▶
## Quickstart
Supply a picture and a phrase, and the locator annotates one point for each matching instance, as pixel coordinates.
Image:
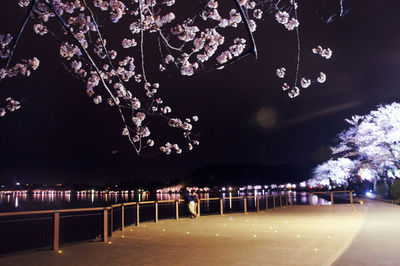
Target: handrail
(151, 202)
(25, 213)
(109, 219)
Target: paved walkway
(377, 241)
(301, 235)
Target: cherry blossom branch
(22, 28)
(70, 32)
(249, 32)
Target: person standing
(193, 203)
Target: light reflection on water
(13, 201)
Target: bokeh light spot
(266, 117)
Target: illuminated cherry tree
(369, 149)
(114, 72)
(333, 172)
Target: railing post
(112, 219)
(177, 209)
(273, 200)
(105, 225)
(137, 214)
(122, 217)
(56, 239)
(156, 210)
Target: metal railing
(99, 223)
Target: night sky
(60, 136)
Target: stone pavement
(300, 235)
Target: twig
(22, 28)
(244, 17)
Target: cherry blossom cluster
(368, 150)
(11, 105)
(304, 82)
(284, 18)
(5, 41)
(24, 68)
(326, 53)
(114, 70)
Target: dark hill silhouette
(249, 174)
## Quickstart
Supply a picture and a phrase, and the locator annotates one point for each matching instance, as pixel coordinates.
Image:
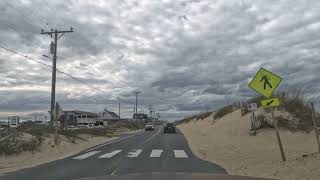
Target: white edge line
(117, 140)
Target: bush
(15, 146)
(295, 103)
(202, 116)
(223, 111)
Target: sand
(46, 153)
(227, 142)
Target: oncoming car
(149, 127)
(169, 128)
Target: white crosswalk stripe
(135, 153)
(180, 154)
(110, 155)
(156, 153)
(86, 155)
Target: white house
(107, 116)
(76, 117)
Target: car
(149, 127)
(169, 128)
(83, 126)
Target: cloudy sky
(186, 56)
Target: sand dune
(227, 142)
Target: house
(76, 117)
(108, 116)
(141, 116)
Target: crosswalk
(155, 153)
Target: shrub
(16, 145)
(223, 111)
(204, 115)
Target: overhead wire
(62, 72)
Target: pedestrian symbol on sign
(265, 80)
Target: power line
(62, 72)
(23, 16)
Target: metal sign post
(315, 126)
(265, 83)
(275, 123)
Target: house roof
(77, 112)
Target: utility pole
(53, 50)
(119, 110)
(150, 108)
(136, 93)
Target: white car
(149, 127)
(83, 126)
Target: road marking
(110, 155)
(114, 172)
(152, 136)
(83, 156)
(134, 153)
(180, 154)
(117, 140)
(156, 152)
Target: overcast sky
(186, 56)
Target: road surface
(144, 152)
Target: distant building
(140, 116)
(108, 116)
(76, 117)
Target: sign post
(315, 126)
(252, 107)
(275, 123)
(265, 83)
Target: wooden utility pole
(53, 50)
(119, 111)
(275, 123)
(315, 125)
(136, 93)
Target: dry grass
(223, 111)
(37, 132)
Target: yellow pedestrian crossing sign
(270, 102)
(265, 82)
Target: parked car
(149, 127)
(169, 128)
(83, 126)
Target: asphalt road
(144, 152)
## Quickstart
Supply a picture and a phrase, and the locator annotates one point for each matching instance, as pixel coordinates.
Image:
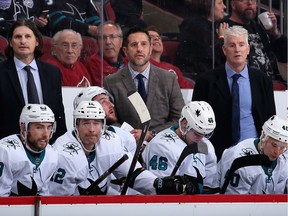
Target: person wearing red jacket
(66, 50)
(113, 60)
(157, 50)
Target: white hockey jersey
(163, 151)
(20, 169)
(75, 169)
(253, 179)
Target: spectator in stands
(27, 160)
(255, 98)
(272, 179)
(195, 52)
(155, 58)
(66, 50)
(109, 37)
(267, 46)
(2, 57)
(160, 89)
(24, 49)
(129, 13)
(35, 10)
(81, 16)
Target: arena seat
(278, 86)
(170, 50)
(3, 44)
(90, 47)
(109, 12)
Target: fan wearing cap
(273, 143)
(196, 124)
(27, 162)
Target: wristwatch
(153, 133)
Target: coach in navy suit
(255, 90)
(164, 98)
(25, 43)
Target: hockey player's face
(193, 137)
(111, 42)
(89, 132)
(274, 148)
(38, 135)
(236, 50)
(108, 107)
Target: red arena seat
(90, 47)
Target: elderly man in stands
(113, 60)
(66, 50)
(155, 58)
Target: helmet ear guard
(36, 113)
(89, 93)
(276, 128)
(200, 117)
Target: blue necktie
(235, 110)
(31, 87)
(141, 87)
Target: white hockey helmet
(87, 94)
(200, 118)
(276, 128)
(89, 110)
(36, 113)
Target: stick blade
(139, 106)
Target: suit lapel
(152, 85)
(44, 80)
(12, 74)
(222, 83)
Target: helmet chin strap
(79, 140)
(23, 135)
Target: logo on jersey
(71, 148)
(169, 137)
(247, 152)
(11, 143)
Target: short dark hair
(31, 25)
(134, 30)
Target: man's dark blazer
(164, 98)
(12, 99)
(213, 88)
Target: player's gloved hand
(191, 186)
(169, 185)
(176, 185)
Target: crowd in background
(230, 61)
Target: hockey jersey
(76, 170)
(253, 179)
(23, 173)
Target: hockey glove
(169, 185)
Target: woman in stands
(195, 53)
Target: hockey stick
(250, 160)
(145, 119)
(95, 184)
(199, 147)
◀
_Task prompt:_
Reproduce the listing exactly, minus its pictures.

_Response for this exercise:_
## Quickstart
Supply a picture and a phrase, and the locator annotates one point for each matching instance, as pixel coordinates.
Image:
Target: handrail
(151, 202)
(25, 213)
(109, 219)
Target: paved walkway
(377, 241)
(301, 235)
Target: cherry blossom branch
(22, 28)
(70, 32)
(249, 32)
Target: person standing
(193, 203)
Target: light reflection on water
(13, 201)
Target: bokeh light spot
(266, 117)
Target: illuminated cherry tree
(369, 149)
(114, 72)
(333, 172)
Target: railing post
(112, 219)
(177, 209)
(273, 200)
(105, 225)
(137, 214)
(122, 217)
(56, 239)
(156, 210)
Target: metal railing
(99, 223)
Target: night sky
(60, 136)
Target: stone pavement
(300, 235)
Target: twig
(22, 28)
(244, 17)
Target: cherry blossom cluster
(368, 150)
(11, 105)
(304, 82)
(284, 18)
(5, 41)
(24, 68)
(326, 53)
(114, 70)
Target: dark hill silhouette
(249, 174)
## Quickstart
Supply a picture and a phrase, and the locator annotates one point for each matching instance, as pixel coordinates.
Image:
Target: white edge line
(117, 140)
Target: bush
(15, 146)
(295, 103)
(202, 116)
(223, 111)
Target: sand
(46, 153)
(227, 142)
Target: oncoming car
(149, 127)
(169, 128)
Target: white crosswalk stripe
(135, 153)
(180, 154)
(110, 155)
(156, 153)
(86, 155)
Target: white house
(107, 116)
(76, 117)
Target: car
(149, 127)
(169, 128)
(83, 126)
Target: cloudy sky
(186, 56)
Target: sand dune
(227, 142)
Target: house
(76, 117)
(108, 116)
(141, 116)
Target: crosswalk
(155, 153)
Target: shrub
(16, 145)
(223, 111)
(204, 115)
Target: overhead wire
(62, 72)
Target: pedestrian symbol on sign
(265, 80)
Target: power line
(62, 72)
(23, 16)
Target: metal sign post
(315, 126)
(265, 83)
(275, 123)
Target: house roof
(77, 112)
Target: utility pole
(53, 50)
(119, 110)
(150, 108)
(136, 93)
Target: white car
(149, 127)
(83, 126)
Target: road marking
(110, 155)
(114, 172)
(152, 136)
(83, 156)
(134, 153)
(180, 154)
(117, 140)
(156, 152)
Target: overcast sky
(186, 56)
Target: road surface
(144, 152)
Target: distant building
(140, 116)
(108, 116)
(76, 117)
Target: sign post
(315, 126)
(252, 107)
(275, 123)
(265, 83)
Target: wooden utility pole
(53, 50)
(119, 111)
(275, 123)
(315, 125)
(136, 93)
Target: dry grass
(223, 111)
(37, 132)
Target: yellow pedestrian crossing sign
(270, 102)
(265, 82)
Target: parked car
(149, 127)
(169, 128)
(83, 126)
Target: asphalt road
(144, 152)
## Quickstart
Supply a picture and a phrase, and the locator annotates one point for each matching instance, as pixel coordinates.
Image:
Target: person wearing red jacket
(66, 50)
(113, 60)
(157, 50)
Target: white hockey jersey
(163, 151)
(20, 169)
(75, 169)
(253, 179)
Target: spectator in stands
(27, 160)
(255, 98)
(272, 179)
(195, 52)
(155, 58)
(66, 50)
(109, 37)
(267, 46)
(2, 57)
(160, 89)
(24, 49)
(129, 13)
(35, 10)
(81, 16)
Target: arena seat
(278, 86)
(170, 50)
(3, 44)
(90, 47)
(109, 12)
Target: fan wearing cap
(273, 143)
(196, 124)
(27, 162)
Target: wristwatch
(153, 133)
Target: coach in navy suit
(255, 90)
(164, 98)
(25, 43)
Target: hockey player's face
(193, 137)
(111, 42)
(89, 132)
(274, 148)
(38, 135)
(236, 50)
(108, 107)
Target: red arena seat
(90, 47)
Target: elderly man in stands
(113, 60)
(66, 50)
(155, 58)
Target: helmet ear guard
(36, 113)
(89, 93)
(276, 128)
(200, 117)
Target: blue necktie
(235, 110)
(31, 87)
(141, 87)
Target: white hockey helmet
(87, 94)
(200, 118)
(276, 128)
(89, 110)
(36, 113)
Target: stick blade
(139, 106)
Target: suit lapel
(152, 85)
(44, 80)
(12, 74)
(222, 83)
Target: helmet chin strap
(79, 140)
(23, 135)
Target: logo on jersey
(71, 148)
(169, 137)
(247, 152)
(11, 143)
Target: short dark hair
(31, 25)
(134, 30)
Target: man's dark blazer
(164, 98)
(12, 99)
(213, 88)
Target: player's gloved hand
(191, 186)
(169, 185)
(176, 185)
Target: crowd in background
(230, 61)
Target: hockey jersey
(76, 170)
(253, 179)
(23, 173)
Target: hockey glove
(169, 185)
Target: woman in stands
(195, 53)
Target: hockey stick
(250, 160)
(145, 119)
(95, 184)
(199, 147)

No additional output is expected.